What to work on:
a – In the Ask Joe column on waterjet cutting and powder coating, transcribe the text starting at the words "Ask Joe Powder" and ending after the words "the same day.".
b – Rewrite the paragraph of the Ask Joe column that begins "Here's where I would look for the root cause" as a short bulleted list that keeps its main facts.

Provided passage:
※ ※ ※

Posted in: Ask Joe

Ask Joe Powder Sept-Oct 2017

Posted on Tuesday, October 3, 2017


Dear Joe,
Waterjet metal cutting uses silica sand (silicon dioxide SiO2). Will this type of silicon cause adhesion problems and fish eyes? I have adhesion problems around edges of steel that has been cut this way. The flat areas are fine, no issues with cure and adhesion, just the edges—the steel cut edges— are 10 mm thick and peeling off. The metal was washed with hot iron phosphate water solution, rinsed, dried and primed before the top coat. It was not rusty and came from the waterjet cutter clean and rust-free and was powder coated the same day.
David B.


Hi David,
Thank you for your question regarding abrasive waterjet cutting and its effect on the surface of metal. It requires a bit of digging to understand what could be the cause of the adhesive failures and fish eyes in your powder coating. On the surface (pun intended), what could be a problem? Water shouldn’t cause an issue with adhesion or cratering. In addition, silicon dioxide is inert and is not known to cause fish eyes or craters. And you report that the surface is not corroded when you apply the powder coatings.

Here’s where I would look for the root cause and hopefully the eventual solution: dispersion of the SiO2 in the water most probably requires the use of a surfactant, otherwise the silicon dioxide would not mix well into the water and the process would be ineffective. In addition, the use of a surfactant to disperse the abrasive may require a defoamer to minimize foaming. Surfactants and defoamers are known to cause adhesion and cratering issues in powder coatings. The use of a high-pressure stream of abrasive slurry would only exacerbate the problem by embedding the surfactant/defoamer into the steel surface.

※ ※ ※

Supplied entries:
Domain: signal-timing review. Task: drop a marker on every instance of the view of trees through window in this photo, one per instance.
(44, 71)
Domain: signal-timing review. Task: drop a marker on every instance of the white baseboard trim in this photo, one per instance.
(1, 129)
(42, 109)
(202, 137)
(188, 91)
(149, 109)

※ ※ ※

Answers for this exercise:
a –
Ask Joe Powder Sept-Oct 2017

Posted on Tuesday, October 3, 2017


Dear Joe,
Waterjet metal cutting uses silica sand (silicon dioxide SiO2). Will this type of silicon cause adhesion problems and fish eyes? I have adhesion problems around edges of steel that has been cut this way. The flat areas are fine, no issues with cure and adhesion, just the edges—the steel cut edges— are 10 mm thick and peeling off. The metal was washed with hot iron phosphate water solution, rinsed, dried and primed before the top coat. It was not rusty and came from the waterjet cutter clean and rust-free and was powder coated the same day.

b –
- Dispersing the SiO2 in the water most probably requires a surfactant; without one, the silicon dioxide would not mix well and the process would be ineffective.
- A surfactant used to disperse the abrasive may also require a defoamer to minimize foaming.
- Surfactants and defoamers are known to cause adhesion and cratering issues in powder coatings.
- The high-pressure stream of abrasive slurry would make the problem worse by embedding the surfactant or defoamer into the steel surface.